== YOUR OBJECTIVE ==
Reproduce the portion of the piece on overwhelm starting at "This visual analogy" and ending at "calm and focus.".

== SELECTED PASSAGE ==
——————

‘Face the thing that seems overwhelming, and you will be surprised how your fear will melt away’-Dale Carnegie

Overwhelm is that feeling in a moment when you sense you can’t handle it all and your mind begins to race.

You might feel overwhelmed because:

  • You are doing it all on your own.
  • You are not exactly sure what is expected of you?
  • You are not sure of your approach.
  • You’ve set too high an expectation.
  • You can’t control all of the factors.
  • Time constraints.
  • A heavy volume of work.
  • To do list is daunting.

Sometimes the pressure and uncertainty of overwhelm combined with the fact that you can’t get it all done is going to negatively impact your well-being because it severely limits your energy, focus, and motivation.

In many cases, overwhelm happens over time.

In order to promote your best thinking, you need to make sure the capacity in your brain is clear so that you can focus on the things that are important to you so you can move the needle.

But, what happens to some of us is that our brains start to fill up with information (sometimes toxicity or garbage) and this overload can lead to a state of overwhelm.

For example, as your weeks and days progress, you start checking texts & alerts, reading emails, scrolling through social media, reading the news, flipping through TV channels, making excel spreadsheets, power points, attending meetings, and picking up the kids.

Your brain becomes full of nonessential things or stuff you can’t control and eventually those things begin stealing instead of refueling your energy.

‘Keep it simple and focus on what matters. Don’t let yourself be overwhelmed,’-Confucius



Here is the activity:

  • Take out a piece of paper and pen/pencil.
  • You are going to ‘dump’ or write down everything that is in your head – every to do, everything that is bothering you because it is not getting done, everything that is on your mind.
  • Make sure you list these thoughts, do not write in full sentences.
  • It could be personal and/or work lists.
  • When you have finished writing everything in your head (there is not time limit), pull out a highlighter.
  • Highlight the 3 things you should do in order to advance the things that matter to you most. This is what you concentrate on first.

The rest of the list matters less and in most cases is other people’s stuff and is not mission-critical.

 By sifting everything out, you not only have the 3 things you need to do, but you also have a clear head so you can get it done.

This visual analogy gives you control over the ‘stuff’ rather than feeling at the mercy of it.

I perform this ‘brain dump’ activity when I am sensing I am on the verge of overwhelm. The moment I write things down and get it out of my head, I feel a sense of calm and focus.

——————

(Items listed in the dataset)
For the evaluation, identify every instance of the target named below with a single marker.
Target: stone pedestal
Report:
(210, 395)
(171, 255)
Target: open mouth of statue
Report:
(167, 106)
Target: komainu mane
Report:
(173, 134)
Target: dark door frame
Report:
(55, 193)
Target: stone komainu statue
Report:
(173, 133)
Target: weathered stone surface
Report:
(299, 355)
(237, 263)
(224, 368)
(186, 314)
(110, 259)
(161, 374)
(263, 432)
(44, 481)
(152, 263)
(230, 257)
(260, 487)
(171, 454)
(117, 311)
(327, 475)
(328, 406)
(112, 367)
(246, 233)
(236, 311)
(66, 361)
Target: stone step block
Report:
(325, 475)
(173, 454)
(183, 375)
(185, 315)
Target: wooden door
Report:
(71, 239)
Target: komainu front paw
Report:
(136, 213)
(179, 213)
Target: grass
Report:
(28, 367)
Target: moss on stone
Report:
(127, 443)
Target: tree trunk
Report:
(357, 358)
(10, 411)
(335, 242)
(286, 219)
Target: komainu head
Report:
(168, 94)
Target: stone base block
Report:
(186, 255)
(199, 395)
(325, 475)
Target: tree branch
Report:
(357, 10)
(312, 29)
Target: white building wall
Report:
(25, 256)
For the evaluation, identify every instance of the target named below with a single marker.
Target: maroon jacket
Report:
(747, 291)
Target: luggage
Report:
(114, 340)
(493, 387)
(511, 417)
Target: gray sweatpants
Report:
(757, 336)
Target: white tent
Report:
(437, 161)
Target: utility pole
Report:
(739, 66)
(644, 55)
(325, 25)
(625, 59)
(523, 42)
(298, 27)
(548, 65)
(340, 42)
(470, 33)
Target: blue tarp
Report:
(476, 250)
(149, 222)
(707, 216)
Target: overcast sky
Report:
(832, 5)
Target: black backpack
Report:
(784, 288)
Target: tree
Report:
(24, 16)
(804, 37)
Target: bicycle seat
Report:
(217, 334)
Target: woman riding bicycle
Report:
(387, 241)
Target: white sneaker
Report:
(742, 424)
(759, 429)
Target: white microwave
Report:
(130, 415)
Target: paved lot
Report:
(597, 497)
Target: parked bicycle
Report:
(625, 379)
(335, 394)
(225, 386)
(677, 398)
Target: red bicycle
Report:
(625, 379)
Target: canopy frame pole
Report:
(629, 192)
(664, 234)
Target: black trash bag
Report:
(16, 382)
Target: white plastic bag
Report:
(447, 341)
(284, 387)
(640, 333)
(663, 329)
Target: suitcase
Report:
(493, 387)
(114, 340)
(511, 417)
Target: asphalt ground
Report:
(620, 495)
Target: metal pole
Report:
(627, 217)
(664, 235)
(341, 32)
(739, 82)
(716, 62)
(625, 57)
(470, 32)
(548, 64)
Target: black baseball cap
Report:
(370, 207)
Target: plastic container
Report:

——————

== REPLY TO THE EXERCISE ==
This visual analogy gives you control over the ‘stuff’ rather than feeling at the mercy of it.

I perform this ‘brain dump’ activity when I am sensing I am on the verge of overwhelm. The moment I write things down and get it out of my head, I feel a sense of calm and focus.